What is needed: Return, unchanged, the lines of the material from the line with "Pressing-analysis tagging request: spot the raised fist" up to and including the line with "(263, 1250)".

Material for this task:
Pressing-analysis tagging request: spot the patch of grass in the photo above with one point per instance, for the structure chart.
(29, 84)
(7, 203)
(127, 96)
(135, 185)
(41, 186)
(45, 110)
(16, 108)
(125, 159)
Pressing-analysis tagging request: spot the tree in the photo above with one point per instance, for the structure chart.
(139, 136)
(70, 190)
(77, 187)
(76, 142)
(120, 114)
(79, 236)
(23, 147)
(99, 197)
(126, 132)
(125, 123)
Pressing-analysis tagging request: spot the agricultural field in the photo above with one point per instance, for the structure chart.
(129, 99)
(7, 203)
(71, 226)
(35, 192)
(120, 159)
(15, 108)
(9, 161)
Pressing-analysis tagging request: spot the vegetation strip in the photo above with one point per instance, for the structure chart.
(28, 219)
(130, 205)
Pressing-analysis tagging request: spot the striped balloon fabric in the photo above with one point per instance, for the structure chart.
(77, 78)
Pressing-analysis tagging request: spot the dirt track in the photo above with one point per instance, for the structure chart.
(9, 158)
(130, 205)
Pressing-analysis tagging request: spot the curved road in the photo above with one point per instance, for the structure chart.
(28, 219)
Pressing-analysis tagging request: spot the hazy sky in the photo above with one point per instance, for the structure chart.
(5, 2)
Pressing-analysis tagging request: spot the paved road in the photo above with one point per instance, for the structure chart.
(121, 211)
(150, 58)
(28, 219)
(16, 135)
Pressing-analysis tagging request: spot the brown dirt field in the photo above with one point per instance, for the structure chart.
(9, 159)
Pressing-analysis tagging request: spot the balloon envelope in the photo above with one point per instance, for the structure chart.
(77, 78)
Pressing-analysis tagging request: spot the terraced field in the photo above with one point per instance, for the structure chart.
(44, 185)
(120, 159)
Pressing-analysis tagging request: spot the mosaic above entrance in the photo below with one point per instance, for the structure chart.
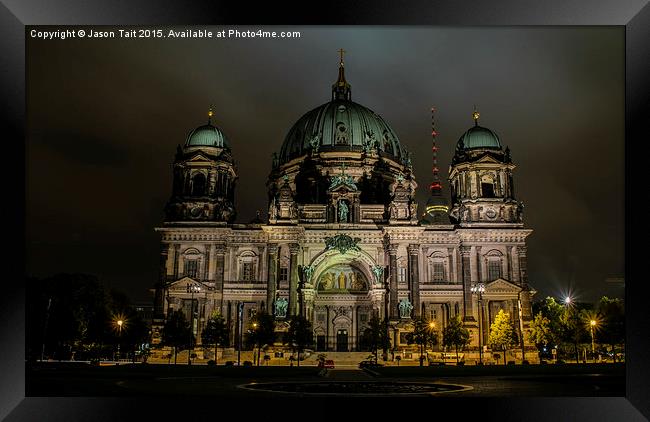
(342, 279)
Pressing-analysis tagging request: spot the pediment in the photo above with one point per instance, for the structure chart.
(181, 285)
(488, 159)
(199, 158)
(502, 286)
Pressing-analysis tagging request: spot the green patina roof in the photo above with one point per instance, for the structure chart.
(479, 137)
(320, 128)
(207, 135)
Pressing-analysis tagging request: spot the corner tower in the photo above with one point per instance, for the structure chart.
(204, 178)
(480, 176)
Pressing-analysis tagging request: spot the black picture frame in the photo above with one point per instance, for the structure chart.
(634, 15)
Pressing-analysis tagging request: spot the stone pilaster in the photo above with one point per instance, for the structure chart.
(159, 298)
(525, 294)
(392, 301)
(206, 263)
(515, 264)
(272, 279)
(293, 279)
(465, 252)
(220, 261)
(177, 258)
(414, 277)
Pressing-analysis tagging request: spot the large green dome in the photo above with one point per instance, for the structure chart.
(479, 137)
(340, 125)
(207, 136)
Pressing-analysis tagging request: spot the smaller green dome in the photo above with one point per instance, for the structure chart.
(479, 137)
(207, 136)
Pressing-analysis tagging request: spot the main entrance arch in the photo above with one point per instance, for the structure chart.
(345, 296)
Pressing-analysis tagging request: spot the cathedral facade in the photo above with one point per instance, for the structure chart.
(343, 240)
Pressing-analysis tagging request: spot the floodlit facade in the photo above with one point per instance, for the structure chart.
(343, 240)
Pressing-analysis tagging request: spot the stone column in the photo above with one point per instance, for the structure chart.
(206, 263)
(159, 299)
(293, 279)
(272, 279)
(220, 252)
(465, 252)
(481, 273)
(450, 276)
(392, 301)
(414, 277)
(177, 257)
(514, 255)
(526, 307)
(474, 277)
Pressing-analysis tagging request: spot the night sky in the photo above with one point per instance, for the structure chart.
(104, 117)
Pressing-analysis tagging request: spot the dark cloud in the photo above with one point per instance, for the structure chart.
(105, 116)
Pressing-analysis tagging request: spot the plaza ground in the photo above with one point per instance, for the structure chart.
(71, 379)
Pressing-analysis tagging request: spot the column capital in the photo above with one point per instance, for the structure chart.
(413, 249)
(391, 248)
(465, 250)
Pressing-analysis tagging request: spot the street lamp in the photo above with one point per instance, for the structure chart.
(257, 340)
(592, 324)
(119, 336)
(191, 288)
(568, 302)
(478, 289)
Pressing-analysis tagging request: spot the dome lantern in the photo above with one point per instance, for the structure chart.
(341, 88)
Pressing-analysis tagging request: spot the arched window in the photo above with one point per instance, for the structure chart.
(388, 143)
(341, 134)
(437, 267)
(487, 187)
(192, 262)
(494, 264)
(247, 266)
(198, 185)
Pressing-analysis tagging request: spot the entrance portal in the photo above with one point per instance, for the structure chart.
(342, 341)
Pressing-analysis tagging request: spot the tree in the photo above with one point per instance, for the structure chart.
(502, 333)
(375, 336)
(574, 331)
(540, 331)
(216, 332)
(261, 331)
(454, 334)
(422, 335)
(612, 327)
(299, 335)
(176, 332)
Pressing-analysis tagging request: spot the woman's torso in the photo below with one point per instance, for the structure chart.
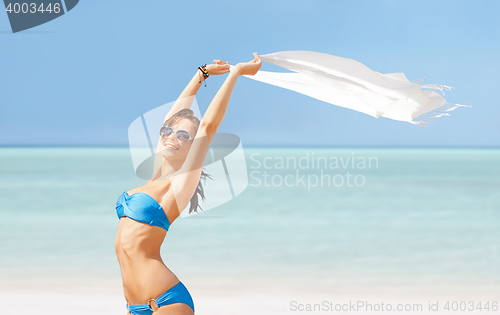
(137, 247)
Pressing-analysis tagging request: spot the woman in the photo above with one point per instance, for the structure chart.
(146, 212)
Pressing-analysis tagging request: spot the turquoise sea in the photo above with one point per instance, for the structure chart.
(417, 218)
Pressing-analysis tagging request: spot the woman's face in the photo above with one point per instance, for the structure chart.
(172, 149)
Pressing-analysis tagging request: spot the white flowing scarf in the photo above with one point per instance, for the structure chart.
(348, 83)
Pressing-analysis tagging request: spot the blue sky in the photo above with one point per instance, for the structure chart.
(83, 78)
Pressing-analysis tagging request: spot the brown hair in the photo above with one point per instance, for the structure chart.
(186, 113)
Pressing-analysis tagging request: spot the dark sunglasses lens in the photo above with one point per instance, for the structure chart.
(166, 131)
(183, 136)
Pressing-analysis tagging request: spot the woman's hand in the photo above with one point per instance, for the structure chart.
(249, 68)
(218, 67)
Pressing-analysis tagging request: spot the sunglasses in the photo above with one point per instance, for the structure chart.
(182, 135)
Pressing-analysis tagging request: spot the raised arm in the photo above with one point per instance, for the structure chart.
(185, 181)
(185, 100)
(187, 96)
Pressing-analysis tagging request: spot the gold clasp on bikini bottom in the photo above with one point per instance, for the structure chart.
(156, 305)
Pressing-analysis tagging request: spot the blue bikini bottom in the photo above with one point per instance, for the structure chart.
(177, 294)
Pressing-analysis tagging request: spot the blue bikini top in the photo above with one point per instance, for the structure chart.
(143, 208)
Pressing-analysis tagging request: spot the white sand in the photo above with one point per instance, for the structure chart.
(109, 300)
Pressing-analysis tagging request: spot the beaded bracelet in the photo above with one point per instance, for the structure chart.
(204, 71)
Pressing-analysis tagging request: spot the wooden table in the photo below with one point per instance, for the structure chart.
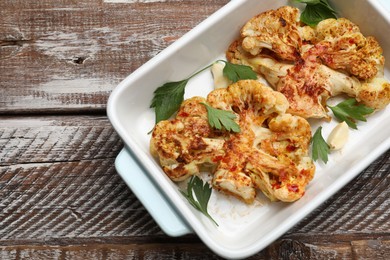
(60, 196)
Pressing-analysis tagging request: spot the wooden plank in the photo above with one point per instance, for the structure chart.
(69, 55)
(57, 179)
(56, 139)
(282, 249)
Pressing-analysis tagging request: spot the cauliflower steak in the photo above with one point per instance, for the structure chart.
(310, 65)
(270, 153)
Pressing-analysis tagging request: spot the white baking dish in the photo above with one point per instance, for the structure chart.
(243, 229)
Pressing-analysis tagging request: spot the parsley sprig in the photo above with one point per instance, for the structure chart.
(320, 148)
(168, 97)
(222, 119)
(350, 111)
(316, 11)
(202, 195)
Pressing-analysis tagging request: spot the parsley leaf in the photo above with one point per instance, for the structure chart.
(168, 97)
(349, 111)
(316, 11)
(202, 195)
(236, 72)
(220, 118)
(320, 148)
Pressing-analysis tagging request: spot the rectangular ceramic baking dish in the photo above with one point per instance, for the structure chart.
(243, 229)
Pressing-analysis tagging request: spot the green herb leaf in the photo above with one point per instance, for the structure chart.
(202, 195)
(220, 118)
(349, 111)
(236, 72)
(168, 98)
(316, 11)
(320, 149)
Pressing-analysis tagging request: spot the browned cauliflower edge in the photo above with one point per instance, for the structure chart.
(310, 65)
(269, 154)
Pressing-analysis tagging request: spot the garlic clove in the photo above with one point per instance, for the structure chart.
(339, 136)
(220, 81)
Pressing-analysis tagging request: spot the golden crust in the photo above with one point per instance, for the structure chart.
(332, 58)
(270, 153)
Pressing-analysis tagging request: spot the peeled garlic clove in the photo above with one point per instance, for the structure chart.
(219, 80)
(339, 136)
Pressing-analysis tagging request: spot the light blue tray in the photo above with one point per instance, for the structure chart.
(149, 195)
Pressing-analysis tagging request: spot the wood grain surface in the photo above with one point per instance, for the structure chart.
(60, 196)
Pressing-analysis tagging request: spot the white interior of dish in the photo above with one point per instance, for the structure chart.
(243, 229)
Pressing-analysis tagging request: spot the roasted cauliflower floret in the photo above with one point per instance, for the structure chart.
(333, 58)
(187, 143)
(270, 152)
(276, 30)
(343, 47)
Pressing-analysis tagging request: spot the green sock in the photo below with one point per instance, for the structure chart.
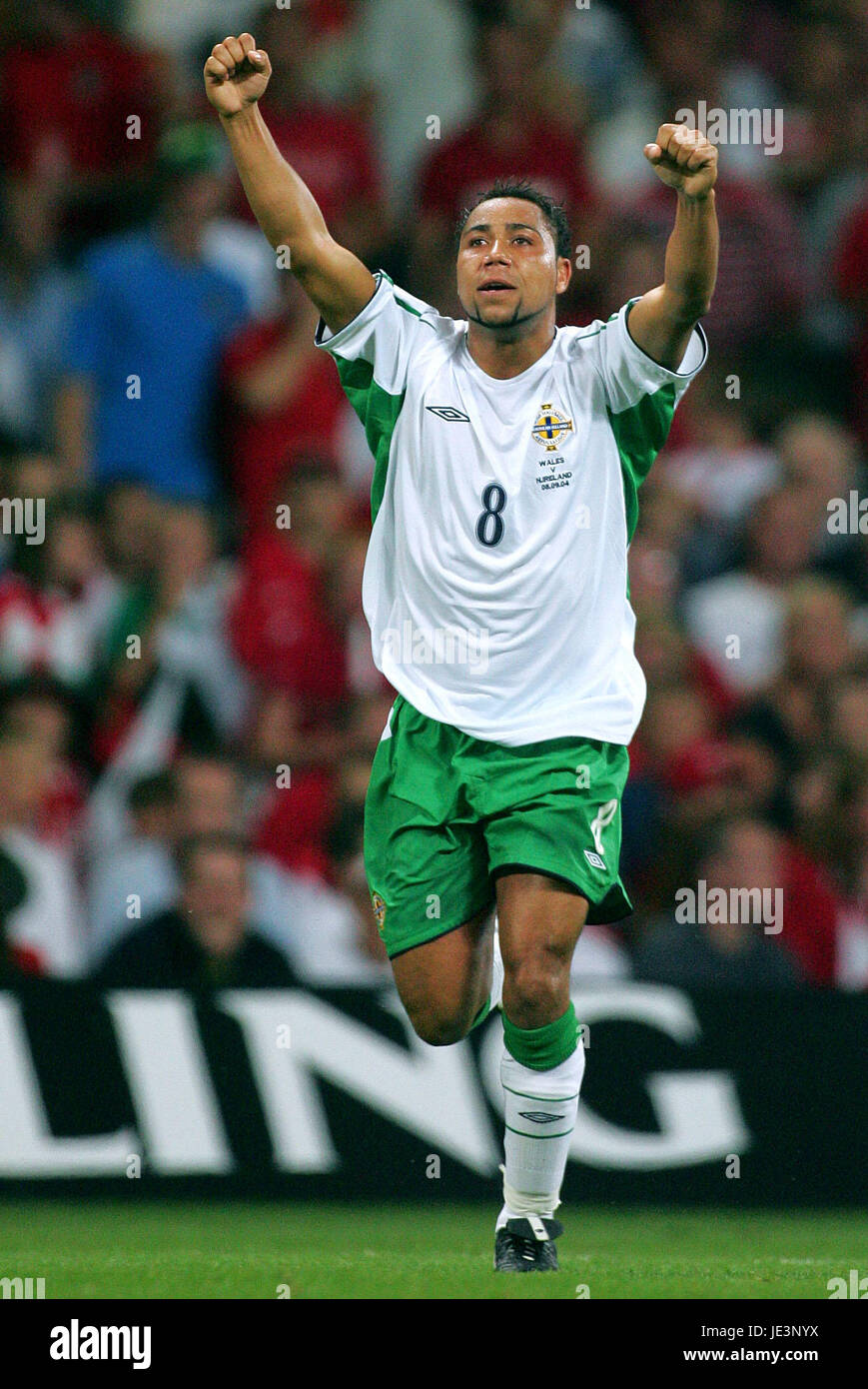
(541, 1049)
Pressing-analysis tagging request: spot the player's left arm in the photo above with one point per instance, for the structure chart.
(662, 320)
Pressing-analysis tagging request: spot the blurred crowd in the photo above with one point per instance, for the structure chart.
(188, 700)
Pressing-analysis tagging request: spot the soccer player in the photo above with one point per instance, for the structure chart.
(508, 455)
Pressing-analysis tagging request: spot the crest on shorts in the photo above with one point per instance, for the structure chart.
(380, 910)
(550, 426)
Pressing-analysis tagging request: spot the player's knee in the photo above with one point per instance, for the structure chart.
(533, 986)
(437, 1025)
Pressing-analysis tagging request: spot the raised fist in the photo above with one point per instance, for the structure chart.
(237, 74)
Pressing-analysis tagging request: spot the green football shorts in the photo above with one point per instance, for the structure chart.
(444, 812)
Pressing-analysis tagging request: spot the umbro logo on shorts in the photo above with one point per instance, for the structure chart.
(448, 413)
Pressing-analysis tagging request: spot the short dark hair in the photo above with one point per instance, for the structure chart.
(553, 211)
(217, 840)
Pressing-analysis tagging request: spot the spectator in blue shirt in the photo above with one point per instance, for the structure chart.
(146, 337)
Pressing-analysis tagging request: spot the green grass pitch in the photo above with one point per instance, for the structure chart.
(263, 1250)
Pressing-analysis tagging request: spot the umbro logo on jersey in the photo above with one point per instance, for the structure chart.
(448, 413)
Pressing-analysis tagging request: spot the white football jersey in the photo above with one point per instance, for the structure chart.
(496, 583)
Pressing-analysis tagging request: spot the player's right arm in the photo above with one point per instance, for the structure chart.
(237, 75)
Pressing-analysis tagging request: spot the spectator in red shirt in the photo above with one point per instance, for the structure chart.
(68, 123)
(278, 624)
(284, 399)
(852, 275)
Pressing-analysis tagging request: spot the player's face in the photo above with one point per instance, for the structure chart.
(508, 270)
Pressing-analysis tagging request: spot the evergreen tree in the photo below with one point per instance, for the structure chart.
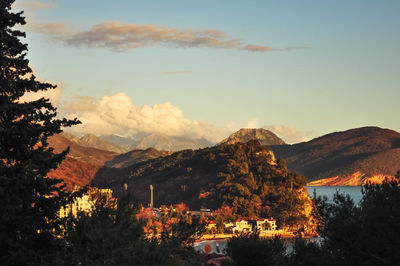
(29, 200)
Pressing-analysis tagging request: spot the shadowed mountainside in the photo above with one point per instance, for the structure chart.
(91, 141)
(135, 156)
(345, 158)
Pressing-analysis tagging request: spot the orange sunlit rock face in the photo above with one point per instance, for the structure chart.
(356, 179)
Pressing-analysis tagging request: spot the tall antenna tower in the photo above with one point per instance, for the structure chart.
(151, 196)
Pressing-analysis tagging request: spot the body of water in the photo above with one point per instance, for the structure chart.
(354, 192)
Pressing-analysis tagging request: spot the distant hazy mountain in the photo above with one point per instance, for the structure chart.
(265, 137)
(345, 158)
(135, 156)
(168, 143)
(90, 140)
(127, 143)
(81, 164)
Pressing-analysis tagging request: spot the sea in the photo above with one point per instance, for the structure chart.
(354, 192)
(218, 246)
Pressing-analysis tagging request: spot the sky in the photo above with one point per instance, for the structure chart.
(205, 68)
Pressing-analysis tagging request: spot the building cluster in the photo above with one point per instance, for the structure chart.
(260, 225)
(85, 203)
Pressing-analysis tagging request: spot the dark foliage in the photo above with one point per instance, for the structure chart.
(364, 234)
(249, 250)
(29, 201)
(110, 235)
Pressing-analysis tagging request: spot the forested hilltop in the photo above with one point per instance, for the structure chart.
(244, 176)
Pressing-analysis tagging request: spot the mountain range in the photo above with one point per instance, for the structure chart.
(244, 176)
(264, 136)
(350, 157)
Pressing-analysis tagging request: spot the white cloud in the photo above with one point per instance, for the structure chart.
(287, 133)
(253, 123)
(32, 5)
(116, 114)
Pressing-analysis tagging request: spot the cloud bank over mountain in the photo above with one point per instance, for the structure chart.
(116, 114)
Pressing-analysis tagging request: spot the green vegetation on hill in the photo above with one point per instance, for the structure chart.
(245, 176)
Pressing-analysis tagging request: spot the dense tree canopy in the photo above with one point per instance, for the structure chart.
(29, 200)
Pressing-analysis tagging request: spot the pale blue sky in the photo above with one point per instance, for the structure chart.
(341, 70)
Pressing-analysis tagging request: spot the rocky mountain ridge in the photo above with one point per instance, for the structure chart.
(350, 157)
(264, 136)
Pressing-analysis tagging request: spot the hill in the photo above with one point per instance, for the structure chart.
(345, 158)
(245, 176)
(135, 156)
(265, 137)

Task solution:
Pressing-analysis tagging request: spot the raised fist in the photo above with one point per instance, for the structure chart.
(237, 74)
Pressing-analysis tagging request: spot the green football shorts in the photo above with one point per instance, for the structure chart.
(444, 812)
Pressing-analysis tagging request: spot the umbro logo on shorts in the photo above with one point per instance, for the structure chart.
(448, 413)
Pressing-analysis tagging request: spot the short dark hair in the photo above with one point per instance, for the structure chart.
(553, 211)
(217, 840)
Pressing-analysis tagging request: spot the spectator in blue shirt in the photo above with one point per instance, for the structure chart.
(146, 337)
Pressing-analysis tagging request: spot the green grass pitch in the photo above with one point per instance, for the structure chart.
(263, 1250)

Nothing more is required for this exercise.